▶ [Directions for this task]:
Could you copy out every line of the records below word for word, keeping them in the same order?

▶ [Items]:
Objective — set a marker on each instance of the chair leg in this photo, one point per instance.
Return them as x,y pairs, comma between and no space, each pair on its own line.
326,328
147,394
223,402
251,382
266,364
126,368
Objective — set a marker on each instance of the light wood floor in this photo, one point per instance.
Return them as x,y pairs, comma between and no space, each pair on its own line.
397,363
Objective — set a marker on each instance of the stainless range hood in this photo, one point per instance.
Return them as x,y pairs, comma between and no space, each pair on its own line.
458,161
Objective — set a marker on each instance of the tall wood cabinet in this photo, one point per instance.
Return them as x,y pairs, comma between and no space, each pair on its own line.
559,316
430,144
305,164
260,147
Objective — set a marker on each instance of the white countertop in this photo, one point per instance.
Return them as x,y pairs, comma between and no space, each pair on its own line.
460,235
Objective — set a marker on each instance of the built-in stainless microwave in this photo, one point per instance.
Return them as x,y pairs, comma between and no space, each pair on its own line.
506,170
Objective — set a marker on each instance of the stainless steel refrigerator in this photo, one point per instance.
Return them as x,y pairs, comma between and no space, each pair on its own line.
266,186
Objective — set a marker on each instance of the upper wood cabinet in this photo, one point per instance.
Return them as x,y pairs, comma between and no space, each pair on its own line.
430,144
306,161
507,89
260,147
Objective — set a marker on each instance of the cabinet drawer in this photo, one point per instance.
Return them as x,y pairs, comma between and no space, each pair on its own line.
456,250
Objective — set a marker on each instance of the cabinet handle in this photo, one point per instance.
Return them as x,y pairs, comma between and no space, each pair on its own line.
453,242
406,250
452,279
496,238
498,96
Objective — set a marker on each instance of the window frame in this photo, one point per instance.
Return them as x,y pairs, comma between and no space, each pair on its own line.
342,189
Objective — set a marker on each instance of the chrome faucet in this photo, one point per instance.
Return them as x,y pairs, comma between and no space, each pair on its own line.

▶ [Output below]:
Objective — set a marker on each instance of the chair leg in this photo, one point per instance.
Return them as x,y pairs, comma between and no space, each pair on its own line.
326,328
147,394
223,402
251,382
266,364
126,368
Objective — set a marker on each instance of the light wood floor in this photo, one point per instance.
Return them as x,y pairs, comma between and no space, each pair on its own line.
397,363
Objective — set a marker on each instance of the stainless range hood in this photo, one point per instance.
Return them as x,y pairs, comma between and no space, each pair on its own line.
458,161
Objective — set a marker on each instance of the tall wood cabinet in this photo, one point per instance.
Return them as x,y pairs, comma between and no space, each pair on its own line.
559,316
430,144
305,164
260,147
Objective — set a marker on each instance of the white countertop in this photo, one point per instance.
Return them as x,y pairs, comma between and no space, each pair on its own line.
460,235
Objective — set a marker on each instance of the built-in stainless microwave in this photo, one point per instance.
Return them as x,y pairs, comma between and no space, each pair on its own line.
506,170
Objective — set a marker on each instance of the stainless steel refrigerator in this photo, one point per instance.
Return them as x,y pairs, comma between and no space, each pair on its own line.
266,186
Objective — set a marker on each instance of the upper wood cabinet in this photo, one point per instance.
Return them as x,y pairs, comma between and no space, each pair on its own line.
430,144
306,161
507,89
260,147
Objective — set a marker on each instance of the cabinet drawer in this photo, one point per instance.
Return them as x,y pairs, comma between and no space, each pair on its own line.
456,250
Objective — set a marker on each instance of the cabinet handle in this photo, one point per instance.
Return them as x,y pairs, comma between and no space, each pair on its own line.
453,242
406,250
452,279
496,238
498,96
Objective — set a marker on each instance of the window frame in this photo, one point per instance.
Return them as x,y pairs, comma between and no space, each pair on its own line.
342,189
Objective — set a marker on each instance of the chrome faucet in this photo, one point per instance.
Return them as x,y pairs, comma between and no space, each pair on its own line.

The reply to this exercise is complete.